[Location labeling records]
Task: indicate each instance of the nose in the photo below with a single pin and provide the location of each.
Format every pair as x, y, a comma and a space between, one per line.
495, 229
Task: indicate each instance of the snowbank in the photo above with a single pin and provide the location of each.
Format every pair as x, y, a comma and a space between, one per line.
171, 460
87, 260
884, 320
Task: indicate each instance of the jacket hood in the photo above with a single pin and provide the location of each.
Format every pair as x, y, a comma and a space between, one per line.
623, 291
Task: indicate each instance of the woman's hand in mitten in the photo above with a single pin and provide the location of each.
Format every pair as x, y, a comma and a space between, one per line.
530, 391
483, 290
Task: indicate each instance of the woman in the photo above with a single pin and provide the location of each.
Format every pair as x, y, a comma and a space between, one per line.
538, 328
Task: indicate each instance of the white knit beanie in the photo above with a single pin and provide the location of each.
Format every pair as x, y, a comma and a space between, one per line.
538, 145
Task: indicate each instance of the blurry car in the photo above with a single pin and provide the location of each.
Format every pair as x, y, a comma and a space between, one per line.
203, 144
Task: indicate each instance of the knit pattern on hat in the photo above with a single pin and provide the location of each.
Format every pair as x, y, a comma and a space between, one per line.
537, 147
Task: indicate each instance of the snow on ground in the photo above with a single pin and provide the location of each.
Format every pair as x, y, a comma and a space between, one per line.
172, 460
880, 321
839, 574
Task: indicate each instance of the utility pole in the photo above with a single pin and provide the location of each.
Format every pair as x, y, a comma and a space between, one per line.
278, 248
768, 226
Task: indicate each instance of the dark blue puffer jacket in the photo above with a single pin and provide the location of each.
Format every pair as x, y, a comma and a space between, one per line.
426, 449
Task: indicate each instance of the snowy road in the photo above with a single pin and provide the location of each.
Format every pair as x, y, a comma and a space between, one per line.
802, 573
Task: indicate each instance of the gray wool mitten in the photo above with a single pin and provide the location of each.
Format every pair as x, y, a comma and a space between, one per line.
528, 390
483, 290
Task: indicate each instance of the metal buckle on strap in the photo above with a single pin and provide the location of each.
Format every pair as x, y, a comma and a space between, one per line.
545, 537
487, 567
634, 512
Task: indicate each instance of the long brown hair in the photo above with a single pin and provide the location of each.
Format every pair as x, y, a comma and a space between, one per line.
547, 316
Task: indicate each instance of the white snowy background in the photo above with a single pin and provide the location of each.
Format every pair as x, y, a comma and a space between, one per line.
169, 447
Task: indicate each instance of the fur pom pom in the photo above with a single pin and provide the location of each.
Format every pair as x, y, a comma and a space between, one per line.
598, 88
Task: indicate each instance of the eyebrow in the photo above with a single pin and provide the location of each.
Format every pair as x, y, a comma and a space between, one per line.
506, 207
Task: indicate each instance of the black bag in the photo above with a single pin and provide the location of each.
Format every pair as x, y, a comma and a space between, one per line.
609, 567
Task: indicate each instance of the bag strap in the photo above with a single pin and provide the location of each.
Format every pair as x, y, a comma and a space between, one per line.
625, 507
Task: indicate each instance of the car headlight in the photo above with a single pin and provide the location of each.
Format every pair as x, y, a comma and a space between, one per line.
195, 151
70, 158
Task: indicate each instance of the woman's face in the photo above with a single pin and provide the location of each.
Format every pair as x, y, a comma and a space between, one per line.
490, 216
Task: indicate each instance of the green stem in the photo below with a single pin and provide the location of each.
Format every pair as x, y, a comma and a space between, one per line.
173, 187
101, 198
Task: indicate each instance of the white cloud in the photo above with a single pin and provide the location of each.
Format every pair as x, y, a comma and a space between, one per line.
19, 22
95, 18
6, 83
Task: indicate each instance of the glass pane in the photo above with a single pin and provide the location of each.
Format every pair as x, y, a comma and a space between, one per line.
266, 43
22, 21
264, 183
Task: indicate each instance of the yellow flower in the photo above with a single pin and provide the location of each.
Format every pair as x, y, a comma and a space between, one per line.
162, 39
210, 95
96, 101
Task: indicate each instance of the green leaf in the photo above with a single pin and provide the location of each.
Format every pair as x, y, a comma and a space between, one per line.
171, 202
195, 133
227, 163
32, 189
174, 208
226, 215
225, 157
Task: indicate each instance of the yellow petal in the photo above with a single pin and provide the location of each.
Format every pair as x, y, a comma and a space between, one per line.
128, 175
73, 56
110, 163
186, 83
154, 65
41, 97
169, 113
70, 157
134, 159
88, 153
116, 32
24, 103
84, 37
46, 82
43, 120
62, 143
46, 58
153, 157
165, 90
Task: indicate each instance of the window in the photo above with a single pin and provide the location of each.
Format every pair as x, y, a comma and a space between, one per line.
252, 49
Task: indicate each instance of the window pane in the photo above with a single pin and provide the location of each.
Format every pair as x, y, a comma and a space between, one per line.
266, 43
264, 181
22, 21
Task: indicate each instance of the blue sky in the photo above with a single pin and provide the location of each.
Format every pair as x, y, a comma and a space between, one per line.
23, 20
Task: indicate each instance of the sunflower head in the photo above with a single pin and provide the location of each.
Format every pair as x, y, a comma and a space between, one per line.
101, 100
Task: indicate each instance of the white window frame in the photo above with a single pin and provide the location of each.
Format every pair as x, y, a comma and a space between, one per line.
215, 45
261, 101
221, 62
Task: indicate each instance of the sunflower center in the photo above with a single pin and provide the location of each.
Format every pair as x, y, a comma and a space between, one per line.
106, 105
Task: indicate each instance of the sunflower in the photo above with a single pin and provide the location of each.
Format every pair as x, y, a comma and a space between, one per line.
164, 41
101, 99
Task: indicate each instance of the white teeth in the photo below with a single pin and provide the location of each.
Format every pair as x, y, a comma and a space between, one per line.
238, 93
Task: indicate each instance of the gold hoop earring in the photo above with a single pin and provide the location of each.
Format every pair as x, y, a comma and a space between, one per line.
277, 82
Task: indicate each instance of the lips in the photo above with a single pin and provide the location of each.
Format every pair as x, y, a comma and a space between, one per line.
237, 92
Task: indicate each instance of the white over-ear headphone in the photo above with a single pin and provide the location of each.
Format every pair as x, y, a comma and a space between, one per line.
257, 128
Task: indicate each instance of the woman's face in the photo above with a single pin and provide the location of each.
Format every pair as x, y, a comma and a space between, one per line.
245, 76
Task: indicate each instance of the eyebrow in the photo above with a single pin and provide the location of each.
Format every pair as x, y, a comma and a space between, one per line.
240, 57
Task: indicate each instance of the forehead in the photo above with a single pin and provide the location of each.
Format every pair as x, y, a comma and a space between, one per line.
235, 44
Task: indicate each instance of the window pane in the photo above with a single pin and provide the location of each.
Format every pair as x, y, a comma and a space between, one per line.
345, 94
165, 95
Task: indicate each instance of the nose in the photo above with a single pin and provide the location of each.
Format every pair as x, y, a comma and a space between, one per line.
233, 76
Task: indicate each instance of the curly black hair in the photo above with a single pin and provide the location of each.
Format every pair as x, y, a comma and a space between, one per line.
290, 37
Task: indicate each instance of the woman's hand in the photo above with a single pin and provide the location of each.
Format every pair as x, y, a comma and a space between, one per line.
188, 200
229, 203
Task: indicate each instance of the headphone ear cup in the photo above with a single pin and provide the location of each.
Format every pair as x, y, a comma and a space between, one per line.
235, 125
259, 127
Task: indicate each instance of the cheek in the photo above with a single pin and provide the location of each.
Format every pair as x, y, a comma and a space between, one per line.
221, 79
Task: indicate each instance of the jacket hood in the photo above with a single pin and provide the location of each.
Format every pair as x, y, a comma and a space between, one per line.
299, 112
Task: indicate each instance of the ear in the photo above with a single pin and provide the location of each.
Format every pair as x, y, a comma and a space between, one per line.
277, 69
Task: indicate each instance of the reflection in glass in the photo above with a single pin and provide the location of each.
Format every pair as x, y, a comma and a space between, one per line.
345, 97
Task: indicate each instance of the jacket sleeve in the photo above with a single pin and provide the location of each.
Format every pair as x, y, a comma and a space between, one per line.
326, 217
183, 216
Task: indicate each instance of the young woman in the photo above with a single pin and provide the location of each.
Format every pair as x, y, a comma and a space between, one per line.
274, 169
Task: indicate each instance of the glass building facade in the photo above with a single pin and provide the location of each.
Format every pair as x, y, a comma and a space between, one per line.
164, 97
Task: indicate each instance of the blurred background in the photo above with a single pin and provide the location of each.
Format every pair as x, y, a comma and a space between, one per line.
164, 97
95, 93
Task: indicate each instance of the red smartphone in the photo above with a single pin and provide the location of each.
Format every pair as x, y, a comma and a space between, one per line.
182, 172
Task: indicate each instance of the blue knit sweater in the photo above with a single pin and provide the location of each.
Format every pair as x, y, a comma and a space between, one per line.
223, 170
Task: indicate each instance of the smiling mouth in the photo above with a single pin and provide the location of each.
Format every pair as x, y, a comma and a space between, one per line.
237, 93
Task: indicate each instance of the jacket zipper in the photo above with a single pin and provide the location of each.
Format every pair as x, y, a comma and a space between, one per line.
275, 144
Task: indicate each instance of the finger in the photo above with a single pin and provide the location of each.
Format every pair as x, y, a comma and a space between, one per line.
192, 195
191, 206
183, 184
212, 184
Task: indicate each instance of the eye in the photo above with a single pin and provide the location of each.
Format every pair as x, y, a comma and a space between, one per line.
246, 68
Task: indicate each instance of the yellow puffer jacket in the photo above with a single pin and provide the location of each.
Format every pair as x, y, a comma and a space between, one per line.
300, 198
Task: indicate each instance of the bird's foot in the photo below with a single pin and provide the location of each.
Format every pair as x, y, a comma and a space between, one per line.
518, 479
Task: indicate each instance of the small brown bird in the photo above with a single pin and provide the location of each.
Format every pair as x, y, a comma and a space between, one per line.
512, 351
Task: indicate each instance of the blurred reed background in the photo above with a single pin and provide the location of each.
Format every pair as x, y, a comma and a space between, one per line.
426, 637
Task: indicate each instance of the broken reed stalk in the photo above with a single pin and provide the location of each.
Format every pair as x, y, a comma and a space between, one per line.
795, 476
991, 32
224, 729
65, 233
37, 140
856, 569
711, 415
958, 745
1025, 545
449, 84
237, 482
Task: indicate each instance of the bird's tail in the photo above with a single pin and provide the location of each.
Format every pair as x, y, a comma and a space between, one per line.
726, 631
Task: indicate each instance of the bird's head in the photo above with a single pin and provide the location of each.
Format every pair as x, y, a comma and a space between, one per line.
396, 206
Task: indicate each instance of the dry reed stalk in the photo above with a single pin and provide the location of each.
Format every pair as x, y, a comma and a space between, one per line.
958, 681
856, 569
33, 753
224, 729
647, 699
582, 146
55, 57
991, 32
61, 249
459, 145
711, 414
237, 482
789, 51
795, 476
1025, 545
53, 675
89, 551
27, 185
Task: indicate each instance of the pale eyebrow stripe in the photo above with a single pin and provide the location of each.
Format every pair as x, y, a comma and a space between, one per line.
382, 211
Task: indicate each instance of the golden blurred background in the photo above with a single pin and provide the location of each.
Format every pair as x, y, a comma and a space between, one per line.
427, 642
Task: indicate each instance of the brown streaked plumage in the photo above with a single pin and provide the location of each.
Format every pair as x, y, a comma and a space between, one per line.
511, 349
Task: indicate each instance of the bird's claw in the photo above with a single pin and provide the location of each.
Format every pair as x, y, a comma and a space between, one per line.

→ Exercise prompt
Find the line that contains "Task: indicate each instance of the dry". Repeat it and every line after it, exactly as written, up to and including the last line of the records above.

→ Written reply
Task: indicate each instance of the dry reed stalk in the photo above with a single pin and provide the location of each.
Format every pair as x, y, a comma and a space between, one per line.
958, 681
856, 569
33, 753
224, 729
647, 699
582, 146
55, 57
991, 32
61, 249
459, 145
711, 414
237, 482
789, 51
795, 476
1025, 545
53, 675
89, 551
27, 185
Task: indicate each instance of the pale eyebrow stripe in the photo above with a single pin and provide the location of each.
Format every pair as x, y, a comma and a space between, one per line.
382, 211
Task: indicate each instance of the golden blurred background in the photo above with a single pin and provide the location of each.
Format every pair as x, y, a comma and a space between, one per line.
427, 642
Task: indicate each instance of the brown streaked plumage in the photo above with a single pin and provide the location of each.
Format every pair as x, y, a comma and a space between, one per line.
511, 349
Task: indicate each instance of the bird's claw in the photo above with a single pin and provide the location of each.
Format every pair as x, y, a comma and a space between, one per line.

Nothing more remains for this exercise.